# Data shown

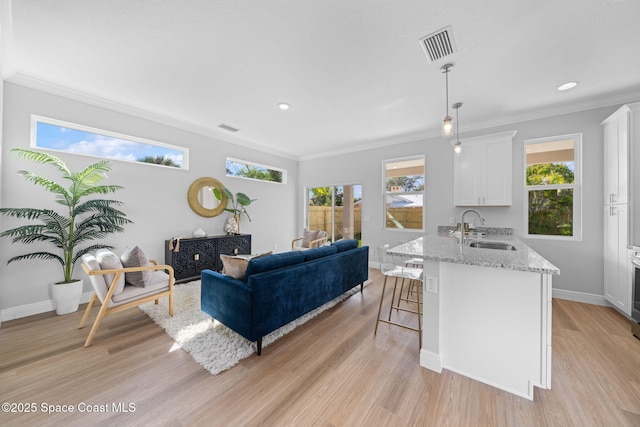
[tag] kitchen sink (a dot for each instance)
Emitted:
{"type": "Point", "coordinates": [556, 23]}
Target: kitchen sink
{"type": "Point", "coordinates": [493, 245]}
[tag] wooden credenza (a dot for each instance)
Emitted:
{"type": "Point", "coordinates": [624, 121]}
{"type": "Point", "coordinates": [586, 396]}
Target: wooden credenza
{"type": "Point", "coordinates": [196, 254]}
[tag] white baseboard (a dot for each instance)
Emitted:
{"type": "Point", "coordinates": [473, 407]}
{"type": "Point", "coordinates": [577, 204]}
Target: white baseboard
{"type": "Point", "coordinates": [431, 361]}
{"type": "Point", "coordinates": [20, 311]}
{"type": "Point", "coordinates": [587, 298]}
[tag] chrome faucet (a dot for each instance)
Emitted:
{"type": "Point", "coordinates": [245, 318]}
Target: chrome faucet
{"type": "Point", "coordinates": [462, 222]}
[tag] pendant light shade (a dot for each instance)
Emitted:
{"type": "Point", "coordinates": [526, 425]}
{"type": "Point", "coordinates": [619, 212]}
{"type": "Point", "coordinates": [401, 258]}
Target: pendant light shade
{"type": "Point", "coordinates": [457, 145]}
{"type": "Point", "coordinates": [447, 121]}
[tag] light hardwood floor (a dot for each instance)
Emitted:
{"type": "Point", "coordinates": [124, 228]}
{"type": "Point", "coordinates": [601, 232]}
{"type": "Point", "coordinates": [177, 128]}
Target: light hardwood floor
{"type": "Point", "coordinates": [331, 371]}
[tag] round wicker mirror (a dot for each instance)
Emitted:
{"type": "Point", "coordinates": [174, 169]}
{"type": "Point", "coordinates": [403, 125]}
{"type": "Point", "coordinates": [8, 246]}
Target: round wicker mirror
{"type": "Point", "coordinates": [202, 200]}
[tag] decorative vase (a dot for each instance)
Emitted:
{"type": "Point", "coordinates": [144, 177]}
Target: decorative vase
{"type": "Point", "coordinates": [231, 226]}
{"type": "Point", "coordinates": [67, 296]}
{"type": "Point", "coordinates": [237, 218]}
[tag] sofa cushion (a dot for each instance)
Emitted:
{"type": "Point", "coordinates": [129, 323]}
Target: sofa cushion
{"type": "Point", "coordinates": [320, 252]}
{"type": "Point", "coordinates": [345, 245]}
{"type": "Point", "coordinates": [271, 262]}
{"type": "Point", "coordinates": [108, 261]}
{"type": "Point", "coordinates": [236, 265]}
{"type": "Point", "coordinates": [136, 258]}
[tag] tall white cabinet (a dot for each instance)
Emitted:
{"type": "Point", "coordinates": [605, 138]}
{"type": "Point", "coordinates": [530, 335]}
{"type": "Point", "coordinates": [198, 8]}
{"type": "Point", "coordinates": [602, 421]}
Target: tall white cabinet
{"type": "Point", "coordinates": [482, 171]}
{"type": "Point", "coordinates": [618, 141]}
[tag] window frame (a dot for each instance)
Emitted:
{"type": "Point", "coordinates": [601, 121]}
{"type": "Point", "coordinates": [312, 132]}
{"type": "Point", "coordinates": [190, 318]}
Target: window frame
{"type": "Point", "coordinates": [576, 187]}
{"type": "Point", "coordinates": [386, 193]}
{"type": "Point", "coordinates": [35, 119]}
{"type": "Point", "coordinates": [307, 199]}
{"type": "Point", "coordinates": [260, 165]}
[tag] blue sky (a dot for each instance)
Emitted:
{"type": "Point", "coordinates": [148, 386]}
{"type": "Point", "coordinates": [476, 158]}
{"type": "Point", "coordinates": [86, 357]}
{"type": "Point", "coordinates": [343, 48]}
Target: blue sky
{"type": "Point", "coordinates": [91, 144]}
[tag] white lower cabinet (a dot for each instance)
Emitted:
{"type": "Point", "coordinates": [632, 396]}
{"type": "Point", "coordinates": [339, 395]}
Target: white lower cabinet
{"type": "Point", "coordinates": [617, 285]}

--

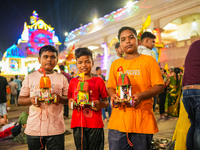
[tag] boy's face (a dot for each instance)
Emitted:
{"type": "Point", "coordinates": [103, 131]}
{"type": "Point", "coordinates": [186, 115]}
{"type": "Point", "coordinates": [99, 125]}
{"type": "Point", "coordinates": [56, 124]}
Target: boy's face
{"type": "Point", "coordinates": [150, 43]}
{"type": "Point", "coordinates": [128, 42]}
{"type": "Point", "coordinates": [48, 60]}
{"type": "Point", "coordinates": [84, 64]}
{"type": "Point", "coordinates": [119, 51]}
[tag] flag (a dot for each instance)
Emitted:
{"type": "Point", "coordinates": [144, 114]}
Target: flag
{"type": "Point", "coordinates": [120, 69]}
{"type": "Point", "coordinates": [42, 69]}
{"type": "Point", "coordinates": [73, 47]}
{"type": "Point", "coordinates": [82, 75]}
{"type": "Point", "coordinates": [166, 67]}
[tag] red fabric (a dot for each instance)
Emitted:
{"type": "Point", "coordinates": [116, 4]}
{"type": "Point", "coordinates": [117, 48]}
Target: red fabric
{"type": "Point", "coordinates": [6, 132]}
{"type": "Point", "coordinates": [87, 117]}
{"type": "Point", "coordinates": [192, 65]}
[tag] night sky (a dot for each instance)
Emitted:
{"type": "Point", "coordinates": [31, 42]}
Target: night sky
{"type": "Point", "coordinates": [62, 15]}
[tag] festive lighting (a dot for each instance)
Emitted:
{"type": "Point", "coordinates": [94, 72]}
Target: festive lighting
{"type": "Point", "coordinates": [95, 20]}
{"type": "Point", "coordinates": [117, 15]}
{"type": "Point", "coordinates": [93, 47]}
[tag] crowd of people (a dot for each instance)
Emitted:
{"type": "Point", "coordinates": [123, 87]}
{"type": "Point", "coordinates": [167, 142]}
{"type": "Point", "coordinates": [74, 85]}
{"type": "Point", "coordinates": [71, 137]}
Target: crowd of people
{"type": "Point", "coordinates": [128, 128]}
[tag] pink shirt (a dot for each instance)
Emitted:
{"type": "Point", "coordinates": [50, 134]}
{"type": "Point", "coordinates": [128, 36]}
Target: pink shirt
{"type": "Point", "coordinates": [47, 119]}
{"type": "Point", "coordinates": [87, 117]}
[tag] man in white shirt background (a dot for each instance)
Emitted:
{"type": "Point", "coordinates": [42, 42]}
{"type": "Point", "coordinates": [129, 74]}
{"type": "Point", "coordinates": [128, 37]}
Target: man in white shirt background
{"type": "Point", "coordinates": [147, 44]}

# Exercise instructions
Count the lines in the rows above that contain the string "vase", matching case exactly. Reply with the number only.

# Written response
2